* _Short task_:
Rewrite every line of the records below, replacing "black wheel" with "dark tire" and leaving all other text untouched.

* _Supplied data_:
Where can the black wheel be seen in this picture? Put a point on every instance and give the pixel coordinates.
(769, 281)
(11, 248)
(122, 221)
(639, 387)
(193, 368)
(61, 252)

* _Solution_:
Where can the dark tire be seen in this picture? Put a point on every instance and give the pixel coordinates.
(769, 281)
(11, 248)
(122, 221)
(639, 387)
(193, 368)
(61, 252)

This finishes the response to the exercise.